Supplied material
╔══

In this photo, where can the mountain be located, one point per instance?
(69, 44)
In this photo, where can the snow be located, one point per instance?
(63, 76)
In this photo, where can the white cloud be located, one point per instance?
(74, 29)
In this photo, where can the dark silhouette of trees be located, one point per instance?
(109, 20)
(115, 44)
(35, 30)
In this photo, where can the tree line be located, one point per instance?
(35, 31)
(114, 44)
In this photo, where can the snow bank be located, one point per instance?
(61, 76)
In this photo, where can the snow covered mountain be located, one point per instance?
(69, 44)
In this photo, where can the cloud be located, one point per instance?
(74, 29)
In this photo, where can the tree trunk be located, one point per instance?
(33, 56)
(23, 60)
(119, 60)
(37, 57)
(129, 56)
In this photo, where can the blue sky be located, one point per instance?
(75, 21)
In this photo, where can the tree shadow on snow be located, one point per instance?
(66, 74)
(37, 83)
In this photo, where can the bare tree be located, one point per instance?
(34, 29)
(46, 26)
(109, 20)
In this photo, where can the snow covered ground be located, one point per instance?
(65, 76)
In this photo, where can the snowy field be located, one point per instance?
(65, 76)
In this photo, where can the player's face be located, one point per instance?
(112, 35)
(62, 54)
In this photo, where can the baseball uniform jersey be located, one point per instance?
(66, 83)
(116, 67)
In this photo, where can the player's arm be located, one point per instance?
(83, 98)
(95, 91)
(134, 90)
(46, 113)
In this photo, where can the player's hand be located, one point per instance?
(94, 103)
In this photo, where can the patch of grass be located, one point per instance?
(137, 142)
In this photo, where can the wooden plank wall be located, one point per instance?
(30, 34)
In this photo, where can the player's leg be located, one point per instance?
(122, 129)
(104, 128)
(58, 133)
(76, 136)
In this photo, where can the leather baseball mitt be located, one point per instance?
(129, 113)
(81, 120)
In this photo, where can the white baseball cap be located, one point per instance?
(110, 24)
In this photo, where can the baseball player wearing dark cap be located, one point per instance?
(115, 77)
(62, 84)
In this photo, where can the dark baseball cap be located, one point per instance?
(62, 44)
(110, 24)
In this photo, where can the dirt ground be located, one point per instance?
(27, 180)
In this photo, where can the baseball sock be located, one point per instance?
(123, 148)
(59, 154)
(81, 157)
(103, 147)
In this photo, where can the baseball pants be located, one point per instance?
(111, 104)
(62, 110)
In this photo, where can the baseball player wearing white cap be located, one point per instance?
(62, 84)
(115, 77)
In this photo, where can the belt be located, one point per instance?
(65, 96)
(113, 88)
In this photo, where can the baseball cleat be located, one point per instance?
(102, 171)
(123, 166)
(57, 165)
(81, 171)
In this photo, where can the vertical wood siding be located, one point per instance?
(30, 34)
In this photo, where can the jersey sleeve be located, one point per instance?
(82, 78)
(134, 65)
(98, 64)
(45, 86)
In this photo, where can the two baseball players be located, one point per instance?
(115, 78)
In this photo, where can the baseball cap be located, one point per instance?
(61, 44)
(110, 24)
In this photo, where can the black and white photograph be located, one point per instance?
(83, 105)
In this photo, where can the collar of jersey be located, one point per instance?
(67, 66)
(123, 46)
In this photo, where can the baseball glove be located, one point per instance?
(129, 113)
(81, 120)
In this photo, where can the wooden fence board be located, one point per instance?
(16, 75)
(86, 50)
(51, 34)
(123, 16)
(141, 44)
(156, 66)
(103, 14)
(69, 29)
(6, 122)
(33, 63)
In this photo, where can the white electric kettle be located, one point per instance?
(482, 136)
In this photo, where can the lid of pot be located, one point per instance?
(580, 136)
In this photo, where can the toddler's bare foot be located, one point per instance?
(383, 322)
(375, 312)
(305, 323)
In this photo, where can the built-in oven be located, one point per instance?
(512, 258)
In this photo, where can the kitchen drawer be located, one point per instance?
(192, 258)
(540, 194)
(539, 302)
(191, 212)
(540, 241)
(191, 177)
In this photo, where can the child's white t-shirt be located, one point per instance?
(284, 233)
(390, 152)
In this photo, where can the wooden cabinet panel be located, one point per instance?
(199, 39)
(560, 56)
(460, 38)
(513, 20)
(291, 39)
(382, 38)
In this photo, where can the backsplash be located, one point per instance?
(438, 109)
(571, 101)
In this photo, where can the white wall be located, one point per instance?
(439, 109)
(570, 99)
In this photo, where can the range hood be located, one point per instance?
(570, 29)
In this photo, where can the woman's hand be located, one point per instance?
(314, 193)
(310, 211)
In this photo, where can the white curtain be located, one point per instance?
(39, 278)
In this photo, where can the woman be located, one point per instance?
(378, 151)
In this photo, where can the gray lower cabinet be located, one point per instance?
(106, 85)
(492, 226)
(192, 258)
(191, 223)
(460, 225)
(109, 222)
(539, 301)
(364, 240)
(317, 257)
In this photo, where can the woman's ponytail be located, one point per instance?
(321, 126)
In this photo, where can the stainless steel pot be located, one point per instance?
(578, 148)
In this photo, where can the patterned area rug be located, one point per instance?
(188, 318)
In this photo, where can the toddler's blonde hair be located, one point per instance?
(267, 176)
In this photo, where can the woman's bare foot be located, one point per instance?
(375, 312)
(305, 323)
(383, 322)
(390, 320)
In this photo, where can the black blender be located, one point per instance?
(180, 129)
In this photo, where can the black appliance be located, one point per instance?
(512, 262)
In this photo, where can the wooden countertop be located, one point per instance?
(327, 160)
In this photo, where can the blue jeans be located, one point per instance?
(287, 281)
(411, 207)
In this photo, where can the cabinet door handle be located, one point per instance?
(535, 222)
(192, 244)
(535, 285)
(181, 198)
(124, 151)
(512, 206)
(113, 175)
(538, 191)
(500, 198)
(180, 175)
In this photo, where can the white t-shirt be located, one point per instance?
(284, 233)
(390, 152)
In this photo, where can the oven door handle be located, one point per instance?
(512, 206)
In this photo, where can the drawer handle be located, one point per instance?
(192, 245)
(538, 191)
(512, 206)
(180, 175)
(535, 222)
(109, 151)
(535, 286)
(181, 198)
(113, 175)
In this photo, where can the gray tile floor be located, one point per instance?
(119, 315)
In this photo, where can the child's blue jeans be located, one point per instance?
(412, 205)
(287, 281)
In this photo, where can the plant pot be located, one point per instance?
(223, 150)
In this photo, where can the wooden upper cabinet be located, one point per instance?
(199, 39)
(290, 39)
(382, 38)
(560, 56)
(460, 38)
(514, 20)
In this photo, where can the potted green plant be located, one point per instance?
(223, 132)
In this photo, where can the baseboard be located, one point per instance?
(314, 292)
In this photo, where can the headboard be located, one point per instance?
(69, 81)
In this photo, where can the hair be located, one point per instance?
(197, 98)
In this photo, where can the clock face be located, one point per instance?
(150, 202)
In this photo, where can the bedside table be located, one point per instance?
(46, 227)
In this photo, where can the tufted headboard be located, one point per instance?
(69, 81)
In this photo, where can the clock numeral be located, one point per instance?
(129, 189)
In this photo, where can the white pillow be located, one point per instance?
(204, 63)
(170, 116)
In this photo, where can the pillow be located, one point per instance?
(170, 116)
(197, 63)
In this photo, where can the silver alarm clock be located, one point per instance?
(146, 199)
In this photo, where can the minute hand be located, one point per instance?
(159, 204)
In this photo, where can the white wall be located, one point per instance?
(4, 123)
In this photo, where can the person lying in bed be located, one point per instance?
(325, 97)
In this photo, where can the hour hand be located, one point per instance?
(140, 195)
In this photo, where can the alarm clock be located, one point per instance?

╚══

What you will do
Quote every one of the items above word for word, keeping them in their original order.

Result
In this photo, where can the mountain be located, one point per instance?
(69, 44)
In this photo, where can the snow be located, one point per instance?
(63, 76)
In this photo, where can the white cloud be located, one point per instance?
(74, 29)
In this photo, where can the dark silhouette of trees be located, one point per instance?
(109, 20)
(115, 44)
(35, 30)
In this photo, where can the tree line be located, one point per instance?
(35, 31)
(114, 44)
In this photo, where can the snow bank be located, one point per instance?
(61, 76)
In this photo, where can the snow covered mountain be located, one point per instance?
(69, 44)
In this photo, where can the cloud be located, one point per instance?
(74, 29)
In this photo, where can the tree trunk be located, one point per instance?
(33, 56)
(23, 60)
(119, 60)
(37, 57)
(129, 56)
In this photo, where can the blue sky be located, one point per instance?
(75, 21)
In this photo, where can the tree shadow on snow be located, one point per instance?
(66, 74)
(37, 83)
In this photo, where can the bare tree be located, one point per instance?
(34, 29)
(46, 26)
(109, 20)
In this photo, where can the snow covered ground be located, one point per instance?
(65, 76)
In this photo, where can the snowy field be located, one point per instance?
(65, 76)
In this photo, where can the player's face be located, one point per instance?
(112, 35)
(62, 54)
In this photo, where can the baseball uniform jersey be located, one point per instance?
(66, 83)
(116, 67)
In this photo, where can the player's arm be located, one point per instance?
(83, 98)
(95, 91)
(134, 90)
(46, 113)
In this photo, where can the player's hand be located, one point per instance?
(94, 103)
In this photo, where can the patch of grass be located, one point per instance?
(137, 142)
In this photo, where can the wooden plank wall be located, one point per instance?
(30, 34)
In this photo, where can the player's leg be located, one point per instance?
(122, 129)
(104, 128)
(58, 133)
(76, 136)
In this photo, where can the leather baseball mitt be located, one point per instance?
(129, 113)
(81, 120)
In this photo, where can the white baseball cap be located, one point per instance?
(110, 24)
In this photo, where can the baseball player wearing dark cap be located, one point per instance?
(115, 77)
(62, 84)
In this photo, where can the dark baseball cap be located, one point per instance?
(62, 44)
(110, 24)
In this photo, where can the dirt ground be located, one point per instance?
(27, 180)
In this photo, where can the baseball sock be located, one point per instance?
(123, 148)
(59, 154)
(81, 157)
(103, 147)
In this photo, where can the baseball pants be located, one point per instance?
(111, 104)
(62, 110)
In this photo, where can the baseball player wearing white cap be located, one point per instance?
(62, 84)
(115, 77)
In this photo, where can the belt be located, one point per instance?
(65, 96)
(113, 88)
In this photo, where can the baseball cleat be located, one point per instance?
(102, 171)
(123, 166)
(57, 165)
(81, 171)
In this photo, where can the vertical wood siding be located, one point per instance?
(30, 34)
In this photo, where can the jersey sleeve be located, one point per instance?
(82, 78)
(134, 65)
(98, 64)
(45, 86)
In this photo, where can the two baseball players be located, one point per instance?
(115, 78)
In this photo, where can the baseball cap be located, one point per instance?
(61, 44)
(110, 24)
In this photo, where can the black and white photograph be located, one point per instance?
(83, 105)
In this photo, where can the collar of jersey be located, one point per instance?
(67, 66)
(123, 46)
In this photo, where can the baseball glove be located, one point per instance?
(129, 113)
(81, 120)
In this photo, where can the wooden fence board be located, one point per instance?
(16, 75)
(86, 50)
(51, 34)
(123, 16)
(141, 44)
(156, 66)
(103, 14)
(69, 29)
(6, 122)
(33, 63)
In this photo, where can the white electric kettle be located, one point per instance?
(482, 136)
In this photo, where can the lid of pot be located, one point per instance?
(580, 136)
In this photo, where can the toddler's bare foot be located, one point per instance?
(383, 322)
(375, 312)
(305, 323)
In this photo, where can the built-in oven be located, one point per instance?
(512, 258)
In this photo, where can the kitchen drawer be located, one point per instance?
(192, 258)
(540, 194)
(539, 302)
(191, 212)
(540, 241)
(191, 177)
In this photo, where can the child's white t-shirt be located, one point per instance?
(284, 233)
(390, 152)
In this photo, where can the wooden cabinet panel be located, one point per instance?
(199, 39)
(560, 56)
(460, 38)
(513, 20)
(291, 39)
(382, 38)
In this photo, where can the backsplash be located, one point per instance?
(438, 109)
(571, 101)
In this photo, where can the white wall be located, one point per instance?
(439, 109)
(570, 99)
In this photo, where can the range hood be located, one point per instance?
(570, 29)
In this photo, where can the woman's hand be located, one point per instance?
(314, 193)
(310, 211)
In this photo, where can the white curtain be located, one point per instance?
(39, 278)
In this photo, where can the woman be located, one point per instance?
(378, 151)
In this photo, where can the gray lower cabinet be located, one point per instance?
(106, 85)
(492, 226)
(192, 258)
(191, 223)
(460, 225)
(109, 222)
(539, 301)
(364, 240)
(317, 257)
In this photo, where can the woman's ponytail be located, one point per instance?
(321, 126)
In this photo, where can the stainless steel pot be located, one point per instance?
(578, 148)
In this photo, where can the patterned area rug be located, one point per instance?
(188, 318)
In this photo, where can the toddler's blonde hair be located, one point per instance?
(267, 176)
In this photo, where can the woman's bare foot be located, one point per instance?
(375, 312)
(305, 323)
(383, 322)
(390, 320)
In this photo, where can the black blender be located, one point per instance?
(180, 129)
In this photo, where can the black appliance be located, one point per instance?
(512, 262)
In this photo, where can the wooden countertop be located, one point per instance?
(327, 160)
In this photo, where can the blue jeans be located, one point per instance?
(287, 281)
(411, 207)
In this photo, where can the cabinet door handle be located, one point per instance?
(535, 222)
(192, 244)
(535, 285)
(181, 198)
(124, 151)
(512, 206)
(113, 175)
(538, 191)
(500, 198)
(180, 175)
In this photo, where can the white t-shirt be located, one point per instance?
(284, 233)
(390, 152)
In this photo, where can the oven door handle be located, one point per instance?
(512, 206)
In this photo, where can the drawer handle be located, one point per instance?
(192, 245)
(538, 191)
(512, 206)
(180, 175)
(535, 222)
(109, 151)
(535, 286)
(181, 198)
(113, 175)
In this photo, where can the gray tile floor be located, one point per instance?
(119, 315)
In this photo, where can the child's blue jeans be located, one point per instance?
(412, 205)
(287, 281)
In this photo, where can the plant pot be located, one point per instance?
(223, 150)
In this photo, where can the wooden upper cabinet be located, one point per instance?
(199, 39)
(290, 39)
(382, 38)
(560, 56)
(460, 38)
(514, 20)
In this photo, where can the potted green plant be located, one point per instance?
(223, 132)
In this photo, where can the baseboard be located, one point per instance?
(314, 292)
In this photo, where can the headboard be located, one point per instance?
(69, 81)
In this photo, where can the hair be located, one point per instance?
(197, 98)
In this photo, where can the clock face be located, one point per instance?
(150, 202)
In this photo, where can the bedside table be located, one point per instance?
(46, 227)
In this photo, where can the tufted headboard be located, one point per instance?
(69, 81)
In this photo, where can the clock numeral be located, one point per instance?
(129, 189)
In this photo, where can the white pillow be located, one point per instance?
(204, 63)
(170, 116)
In this photo, where can the pillow be located, one point per instance?
(170, 116)
(197, 63)
In this photo, where can the silver alarm clock be located, one point per instance?
(146, 199)
In this photo, where can the minute hand be located, one point per instance?
(159, 204)
In this photo, where can the white wall be located, one point per instance?
(4, 123)
In this photo, where can the person lying in bed be located, one point per instance?
(325, 97)
In this photo, where can the hour hand be located, one point per instance?
(140, 195)
In this photo, where can the alarm clock be located, one point per instance?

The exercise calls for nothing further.